** Start of Supplied information **

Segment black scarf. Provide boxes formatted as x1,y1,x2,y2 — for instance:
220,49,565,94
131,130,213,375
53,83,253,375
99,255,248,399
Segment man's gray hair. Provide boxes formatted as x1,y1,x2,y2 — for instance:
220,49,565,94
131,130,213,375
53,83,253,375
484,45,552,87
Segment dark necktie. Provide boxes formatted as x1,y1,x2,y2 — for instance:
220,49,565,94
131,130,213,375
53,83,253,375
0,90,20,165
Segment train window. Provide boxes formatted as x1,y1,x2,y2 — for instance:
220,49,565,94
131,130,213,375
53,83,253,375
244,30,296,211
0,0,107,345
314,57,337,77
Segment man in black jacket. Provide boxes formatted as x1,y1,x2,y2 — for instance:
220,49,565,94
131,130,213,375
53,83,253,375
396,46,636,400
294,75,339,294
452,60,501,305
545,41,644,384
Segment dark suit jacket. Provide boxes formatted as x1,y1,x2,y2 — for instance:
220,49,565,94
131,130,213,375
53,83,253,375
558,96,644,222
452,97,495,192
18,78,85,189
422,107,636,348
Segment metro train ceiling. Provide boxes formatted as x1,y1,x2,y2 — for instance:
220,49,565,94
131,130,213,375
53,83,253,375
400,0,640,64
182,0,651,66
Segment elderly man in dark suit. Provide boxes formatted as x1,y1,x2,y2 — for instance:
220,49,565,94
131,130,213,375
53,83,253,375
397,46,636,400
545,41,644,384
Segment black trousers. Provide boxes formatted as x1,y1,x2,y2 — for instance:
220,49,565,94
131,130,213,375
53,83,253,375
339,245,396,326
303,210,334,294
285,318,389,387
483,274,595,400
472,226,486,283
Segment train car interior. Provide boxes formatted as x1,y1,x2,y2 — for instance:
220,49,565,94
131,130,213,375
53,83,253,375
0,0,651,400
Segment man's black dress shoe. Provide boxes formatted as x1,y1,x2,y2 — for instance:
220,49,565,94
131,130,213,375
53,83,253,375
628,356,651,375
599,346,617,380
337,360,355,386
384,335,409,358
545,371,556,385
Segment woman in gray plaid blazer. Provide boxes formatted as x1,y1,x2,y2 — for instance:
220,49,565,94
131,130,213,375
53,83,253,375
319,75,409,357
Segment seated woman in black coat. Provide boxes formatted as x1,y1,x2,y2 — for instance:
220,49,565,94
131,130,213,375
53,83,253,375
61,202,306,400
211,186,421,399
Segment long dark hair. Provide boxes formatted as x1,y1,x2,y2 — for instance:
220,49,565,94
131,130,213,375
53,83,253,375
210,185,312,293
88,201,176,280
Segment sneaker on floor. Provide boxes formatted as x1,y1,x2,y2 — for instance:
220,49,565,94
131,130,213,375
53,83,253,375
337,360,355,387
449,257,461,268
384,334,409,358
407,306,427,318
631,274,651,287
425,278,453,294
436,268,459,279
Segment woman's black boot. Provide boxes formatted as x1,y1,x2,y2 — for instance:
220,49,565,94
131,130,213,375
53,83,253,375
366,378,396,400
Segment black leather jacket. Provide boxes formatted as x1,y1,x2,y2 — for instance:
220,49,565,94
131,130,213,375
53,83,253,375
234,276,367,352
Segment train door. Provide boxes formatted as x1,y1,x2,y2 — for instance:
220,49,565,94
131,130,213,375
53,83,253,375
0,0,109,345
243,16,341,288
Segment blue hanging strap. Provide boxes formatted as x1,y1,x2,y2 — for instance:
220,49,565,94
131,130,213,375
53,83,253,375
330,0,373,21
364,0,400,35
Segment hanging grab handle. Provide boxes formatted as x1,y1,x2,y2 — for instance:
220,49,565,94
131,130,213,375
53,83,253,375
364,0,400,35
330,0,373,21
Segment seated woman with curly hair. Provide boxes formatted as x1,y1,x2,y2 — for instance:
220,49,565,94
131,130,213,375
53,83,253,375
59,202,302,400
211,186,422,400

** End of Supplied information **

[Goal of the exercise] Copy the data above again, changing every instance of "formatted as" to "written as" and leaving all other text unchanged.

[Reply to the exercise]
Segment black scarf. Provide boxes written as x1,y1,x2,y2 — for instance:
220,49,565,94
131,130,213,375
53,83,253,375
99,255,248,399
Segment man's gray hair. Provide boxes written as x1,y1,x2,y2 — for instance:
220,49,565,94
131,130,213,375
53,83,253,375
484,45,552,87
Segment dark necktie. Provide boxes written as x1,y1,x2,y2 — for instance:
220,49,565,94
131,130,213,375
53,83,253,375
0,90,20,165
Segment train window. Provide boxes written as x1,y1,x2,y2 — for instance:
220,49,565,94
131,130,213,375
53,83,253,375
244,30,296,211
0,0,107,345
314,57,337,77
Segment man in black jacket. Provide boxes written as x1,y1,x2,y2 — for instance:
220,49,565,94
131,130,213,375
53,83,253,375
396,46,636,400
294,75,339,294
452,60,501,305
545,41,644,384
Segment dark suit jacket. Provide boxes written as x1,y1,x2,y2 — for instance:
220,49,565,94
131,130,213,375
53,83,253,375
558,96,644,222
452,97,495,192
18,78,85,189
422,107,636,348
Segment metro train ceiling. Provide boxes written as x1,y1,x2,y2 — for instance:
220,49,565,94
131,130,213,375
53,83,253,375
400,0,640,64
182,0,651,66
Segment elderly man in dark suit. Provide boxes written as x1,y1,x2,y2 — for instance:
220,49,565,94
131,130,213,375
53,83,253,375
397,46,636,400
545,41,644,384
Segment black trousers. Provide boxes written as x1,y1,x2,y2 — for instance:
220,49,565,94
131,130,213,375
53,83,253,375
339,245,396,326
303,210,334,294
285,318,389,387
483,274,595,400
472,226,486,283
Segment train car interior. Provide boxes written as x1,y1,x2,y2 — for instance:
220,49,565,94
131,130,213,375
53,83,253,375
0,0,651,400
Segment man's black dress shoe. Provide boxes written as x1,y1,x2,y2 — for instance:
220,49,565,94
131,130,213,375
53,83,253,375
628,356,651,375
599,346,617,380
337,360,355,386
384,335,409,358
545,371,556,385
Segment woman in gray plaid blazer. Provide boxes written as x1,y1,x2,y2 — for instance:
220,49,565,94
131,130,213,375
53,83,253,375
319,75,409,357
Segment seated woman in black coat. Provide boxes written as x1,y1,x2,y2 — for instance:
220,49,565,94
131,130,213,375
53,83,253,375
61,202,306,400
211,186,421,399
Segment long dark hair. Provide boxes written as x1,y1,x2,y2 — for instance:
220,49,565,94
131,130,213,375
53,83,253,375
210,185,312,293
88,201,176,280
Segment sneaker on floor. Provide boxes written as x1,y1,x2,y2 — for instance:
220,49,565,94
131,130,213,375
53,83,253,375
337,360,355,387
449,257,461,268
384,334,409,358
407,306,427,318
631,274,651,287
425,278,453,294
436,268,459,279
Segment woman's black boot. Provide boxes written as x1,y1,x2,y2 — for instance:
220,49,565,94
131,130,213,375
53,83,253,375
366,378,396,400
Segment black leather jacket. Provide boxes written as x1,y1,x2,y2 — for instance:
220,49,565,94
131,130,213,375
53,83,253,375
234,276,367,352
Segment train door. Provide boxes written as x1,y1,x2,y2 — for instance:
220,49,565,94
131,130,213,375
53,83,253,375
0,0,109,345
243,16,341,288
Segment blue hanging strap. Provide boxes written as x1,y1,x2,y2 — for instance:
220,49,565,94
131,130,213,375
53,83,253,375
330,0,373,21
364,0,400,35
Segment hanging grab handle. Provide boxes written as x1,y1,x2,y2 — for instance:
220,49,565,94
131,130,213,375
53,83,253,375
364,0,400,35
330,0,373,21
Segment seated woman with curly hair. Provide boxes written as x1,y1,x2,y2 — for instance:
220,49,565,94
131,130,213,375
53,83,253,375
59,202,302,400
211,186,422,400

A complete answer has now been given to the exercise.